>> BEGIN Supplied records

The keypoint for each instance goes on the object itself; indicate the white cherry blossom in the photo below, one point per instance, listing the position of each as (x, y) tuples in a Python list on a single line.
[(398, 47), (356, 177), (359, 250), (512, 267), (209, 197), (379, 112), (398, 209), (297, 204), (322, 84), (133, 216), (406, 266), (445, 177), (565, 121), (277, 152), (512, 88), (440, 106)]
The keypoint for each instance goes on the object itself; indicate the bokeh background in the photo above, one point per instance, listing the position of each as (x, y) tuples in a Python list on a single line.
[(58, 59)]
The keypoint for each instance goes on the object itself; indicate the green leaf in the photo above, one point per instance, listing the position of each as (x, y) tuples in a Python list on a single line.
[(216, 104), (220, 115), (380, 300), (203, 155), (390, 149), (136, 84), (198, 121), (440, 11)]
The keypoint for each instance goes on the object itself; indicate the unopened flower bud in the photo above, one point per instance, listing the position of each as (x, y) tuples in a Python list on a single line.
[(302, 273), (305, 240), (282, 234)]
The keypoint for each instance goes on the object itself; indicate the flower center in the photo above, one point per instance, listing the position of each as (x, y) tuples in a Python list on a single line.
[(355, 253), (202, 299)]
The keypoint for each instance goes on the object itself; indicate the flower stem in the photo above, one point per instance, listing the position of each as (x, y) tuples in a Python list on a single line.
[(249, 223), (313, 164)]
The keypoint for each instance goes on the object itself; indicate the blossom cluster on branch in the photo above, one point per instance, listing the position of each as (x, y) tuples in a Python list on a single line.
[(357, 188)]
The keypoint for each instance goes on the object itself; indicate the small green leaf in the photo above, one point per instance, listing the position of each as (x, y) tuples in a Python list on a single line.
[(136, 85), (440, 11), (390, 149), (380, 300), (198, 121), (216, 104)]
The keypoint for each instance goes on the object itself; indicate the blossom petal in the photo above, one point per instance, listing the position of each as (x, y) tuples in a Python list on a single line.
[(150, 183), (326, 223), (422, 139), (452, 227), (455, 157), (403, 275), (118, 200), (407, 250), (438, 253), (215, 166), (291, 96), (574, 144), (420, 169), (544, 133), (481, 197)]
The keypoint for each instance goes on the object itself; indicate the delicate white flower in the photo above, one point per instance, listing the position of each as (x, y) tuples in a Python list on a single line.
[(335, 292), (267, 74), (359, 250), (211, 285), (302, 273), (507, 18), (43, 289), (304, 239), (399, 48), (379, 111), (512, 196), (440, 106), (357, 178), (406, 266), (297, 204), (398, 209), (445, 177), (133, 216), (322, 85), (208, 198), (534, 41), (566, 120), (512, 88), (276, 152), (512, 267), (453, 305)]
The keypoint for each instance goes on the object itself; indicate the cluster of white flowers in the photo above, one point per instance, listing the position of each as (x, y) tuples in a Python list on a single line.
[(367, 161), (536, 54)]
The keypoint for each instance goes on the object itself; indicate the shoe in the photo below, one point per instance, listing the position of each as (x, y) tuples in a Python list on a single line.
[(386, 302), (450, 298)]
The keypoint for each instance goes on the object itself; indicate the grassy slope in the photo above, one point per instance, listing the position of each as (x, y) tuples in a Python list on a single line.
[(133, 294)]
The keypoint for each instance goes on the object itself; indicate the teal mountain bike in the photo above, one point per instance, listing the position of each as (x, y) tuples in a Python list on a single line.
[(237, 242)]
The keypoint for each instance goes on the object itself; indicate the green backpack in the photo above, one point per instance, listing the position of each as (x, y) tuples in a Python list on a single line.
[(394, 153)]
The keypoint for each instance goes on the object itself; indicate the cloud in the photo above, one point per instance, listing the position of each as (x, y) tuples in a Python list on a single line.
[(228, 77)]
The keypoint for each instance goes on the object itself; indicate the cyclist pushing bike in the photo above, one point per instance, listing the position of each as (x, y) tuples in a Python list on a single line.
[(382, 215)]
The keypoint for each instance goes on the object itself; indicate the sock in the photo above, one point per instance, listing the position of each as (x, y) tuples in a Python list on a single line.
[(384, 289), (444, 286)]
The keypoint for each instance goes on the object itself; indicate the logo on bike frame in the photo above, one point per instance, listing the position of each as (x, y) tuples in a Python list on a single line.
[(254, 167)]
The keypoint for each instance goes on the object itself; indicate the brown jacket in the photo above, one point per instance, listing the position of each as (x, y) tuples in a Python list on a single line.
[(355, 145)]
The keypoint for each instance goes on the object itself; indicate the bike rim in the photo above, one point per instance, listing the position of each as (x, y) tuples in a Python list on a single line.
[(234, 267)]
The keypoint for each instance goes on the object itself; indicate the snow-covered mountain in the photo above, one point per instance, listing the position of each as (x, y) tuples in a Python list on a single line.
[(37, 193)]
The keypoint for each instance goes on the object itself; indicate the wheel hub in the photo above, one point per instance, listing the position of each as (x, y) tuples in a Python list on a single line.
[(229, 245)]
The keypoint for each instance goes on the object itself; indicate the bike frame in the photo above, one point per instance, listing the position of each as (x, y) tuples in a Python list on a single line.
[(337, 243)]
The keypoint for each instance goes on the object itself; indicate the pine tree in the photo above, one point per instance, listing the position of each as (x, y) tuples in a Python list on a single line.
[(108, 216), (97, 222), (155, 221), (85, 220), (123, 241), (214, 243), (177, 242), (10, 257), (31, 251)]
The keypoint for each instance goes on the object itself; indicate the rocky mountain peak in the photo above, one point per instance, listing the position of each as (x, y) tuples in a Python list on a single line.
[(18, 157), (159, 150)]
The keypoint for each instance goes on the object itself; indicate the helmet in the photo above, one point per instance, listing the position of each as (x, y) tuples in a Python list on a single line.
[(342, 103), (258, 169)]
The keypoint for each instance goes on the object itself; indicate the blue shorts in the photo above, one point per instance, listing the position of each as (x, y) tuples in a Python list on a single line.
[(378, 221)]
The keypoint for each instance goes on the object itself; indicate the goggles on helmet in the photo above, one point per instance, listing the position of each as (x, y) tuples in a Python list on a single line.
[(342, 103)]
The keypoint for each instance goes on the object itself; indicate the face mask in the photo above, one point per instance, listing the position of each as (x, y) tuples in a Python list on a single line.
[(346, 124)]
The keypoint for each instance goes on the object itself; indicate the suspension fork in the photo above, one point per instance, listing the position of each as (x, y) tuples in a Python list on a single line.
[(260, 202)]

>> END Supplied records

What the exercise asks >>
Reproduce the rows verbatim from the first line through the line containing "[(355, 253), (202, 299)]", including both of those lines.

Finished task >>
The keypoint for each instance goes on the object itself; indicate the white cherry blossom in the photo below, one point per instance, listing the position of each as (x, y) tuples in a Python list on a single line.
[(398, 47), (356, 177), (359, 250), (512, 267), (209, 197), (379, 112), (398, 209), (297, 204), (322, 84), (133, 216), (406, 266), (445, 177), (565, 121), (277, 152), (512, 88), (440, 106)]
The keypoint for each instance goes on the object itself; indicate the bokeh background in the photo above, one point per instance, listing the position of each as (x, y) tuples in a Python list on a single line.
[(58, 59)]
The keypoint for each instance goes on the object itself; indicate the green leaf in the photo above, one point per instance, listing the position of each as (x, y) tuples in a Python list on a single line.
[(216, 104), (220, 115), (380, 300), (203, 155), (390, 149), (136, 84), (198, 121), (440, 11)]
The keypoint for each instance goes on the object itself; indicate the unopened flower bud in the photo above, one point per instance, listing the position of each as (x, y) tuples in a Python list on a single line.
[(302, 273), (305, 240), (282, 234)]
The keypoint for each instance goes on the object itself; indicate the flower center in the photo above, one point per instance, listing the position of each as (x, y) tuples in a Python list on a single line.
[(355, 253), (202, 299)]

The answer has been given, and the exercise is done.